**Aim of the task**
Everything in the records below is to be reproduced exactly, apart from the images.

· · · · ·

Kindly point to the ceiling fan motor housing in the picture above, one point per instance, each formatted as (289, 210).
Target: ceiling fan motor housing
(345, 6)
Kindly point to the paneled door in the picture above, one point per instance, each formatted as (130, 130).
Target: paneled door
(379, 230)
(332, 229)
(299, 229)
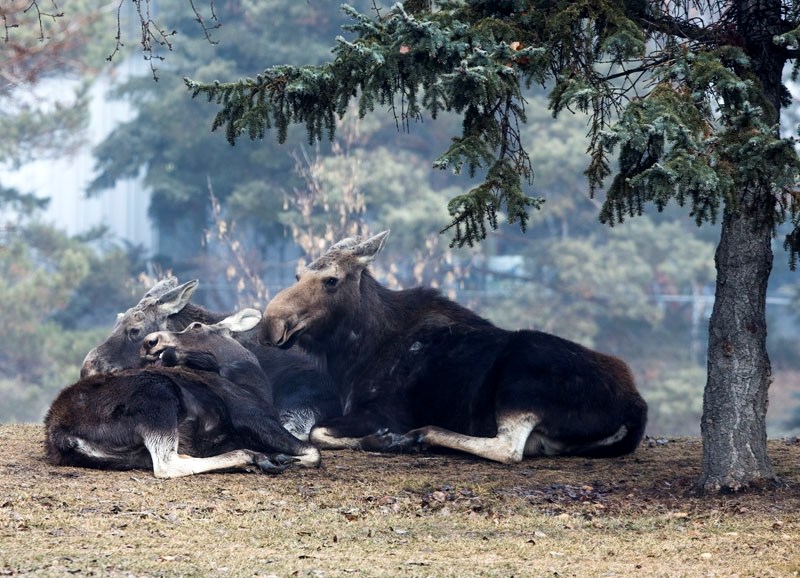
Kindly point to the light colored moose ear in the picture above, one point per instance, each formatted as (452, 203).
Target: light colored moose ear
(345, 243)
(176, 299)
(243, 320)
(367, 250)
(161, 287)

· · · · ·

**Solution to this problem**
Kindly point to the ceiling fan motor housing in the picture above, one point per instance, each formatted as (289, 210).
Target: ceiling fan motor housing
(345, 6)
Kindly point to the paneled door in the picture above, one point per instance, each formatted as (130, 130).
Target: paneled door
(379, 230)
(332, 229)
(299, 229)
Kindly point to the light colored moose ear in the picture above, one point per instance, each formatted as (452, 203).
Target: light colored moose ear
(345, 243)
(176, 299)
(243, 320)
(367, 250)
(161, 287)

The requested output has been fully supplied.